• **Requirements**
Pull out each line in the entries below that contains the string "window" and copy it unchanged. Matches must agree in case.

• **Data section**
** Start **
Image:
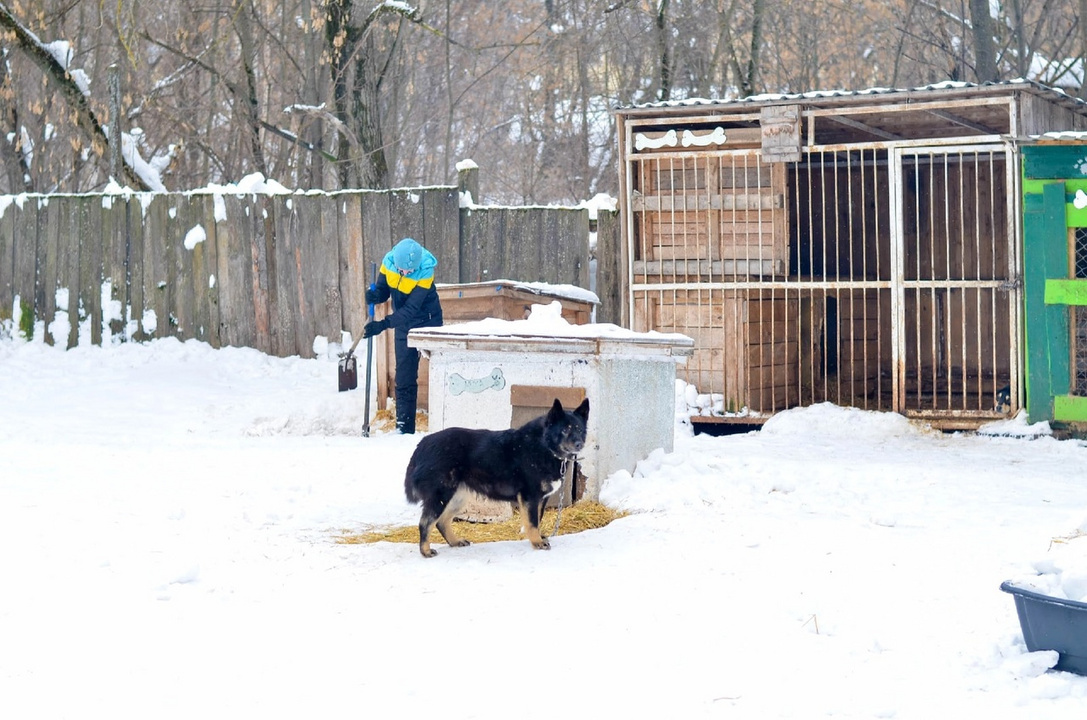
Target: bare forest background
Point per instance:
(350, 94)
** End **
** Start **
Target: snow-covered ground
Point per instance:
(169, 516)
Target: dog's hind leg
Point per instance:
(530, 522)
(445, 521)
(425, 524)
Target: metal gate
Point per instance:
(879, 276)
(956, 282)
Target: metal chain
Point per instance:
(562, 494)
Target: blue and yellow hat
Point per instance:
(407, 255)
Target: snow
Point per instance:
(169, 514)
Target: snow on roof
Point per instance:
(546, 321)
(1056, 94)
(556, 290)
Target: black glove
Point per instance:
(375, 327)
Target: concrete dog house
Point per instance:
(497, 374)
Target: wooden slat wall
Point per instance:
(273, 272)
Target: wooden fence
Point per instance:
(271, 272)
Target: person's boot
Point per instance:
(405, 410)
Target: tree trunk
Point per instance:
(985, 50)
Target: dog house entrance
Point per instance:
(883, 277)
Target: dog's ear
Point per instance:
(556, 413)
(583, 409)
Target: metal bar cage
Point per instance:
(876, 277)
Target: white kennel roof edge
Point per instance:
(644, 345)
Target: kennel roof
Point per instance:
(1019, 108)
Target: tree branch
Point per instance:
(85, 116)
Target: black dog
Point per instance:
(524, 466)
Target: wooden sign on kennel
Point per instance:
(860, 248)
** End **
** Start **
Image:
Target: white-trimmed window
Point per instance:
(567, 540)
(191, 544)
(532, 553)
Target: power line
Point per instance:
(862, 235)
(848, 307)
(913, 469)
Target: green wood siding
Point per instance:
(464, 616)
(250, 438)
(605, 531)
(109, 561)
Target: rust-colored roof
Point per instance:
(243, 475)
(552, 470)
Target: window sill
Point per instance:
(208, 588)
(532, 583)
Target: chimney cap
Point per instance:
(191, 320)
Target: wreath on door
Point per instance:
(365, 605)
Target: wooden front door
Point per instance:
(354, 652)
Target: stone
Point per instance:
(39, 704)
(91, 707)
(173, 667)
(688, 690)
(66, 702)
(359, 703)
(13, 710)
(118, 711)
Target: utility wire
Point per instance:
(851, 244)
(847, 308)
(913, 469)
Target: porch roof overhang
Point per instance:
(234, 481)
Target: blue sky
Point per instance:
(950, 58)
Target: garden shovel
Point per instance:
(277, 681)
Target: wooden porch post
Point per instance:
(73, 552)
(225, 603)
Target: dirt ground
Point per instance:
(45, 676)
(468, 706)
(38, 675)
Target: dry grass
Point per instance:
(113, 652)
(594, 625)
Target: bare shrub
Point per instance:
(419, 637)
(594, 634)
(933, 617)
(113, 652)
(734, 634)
** End **
• **Task response**
Target: white-trimmed window
Target: window sill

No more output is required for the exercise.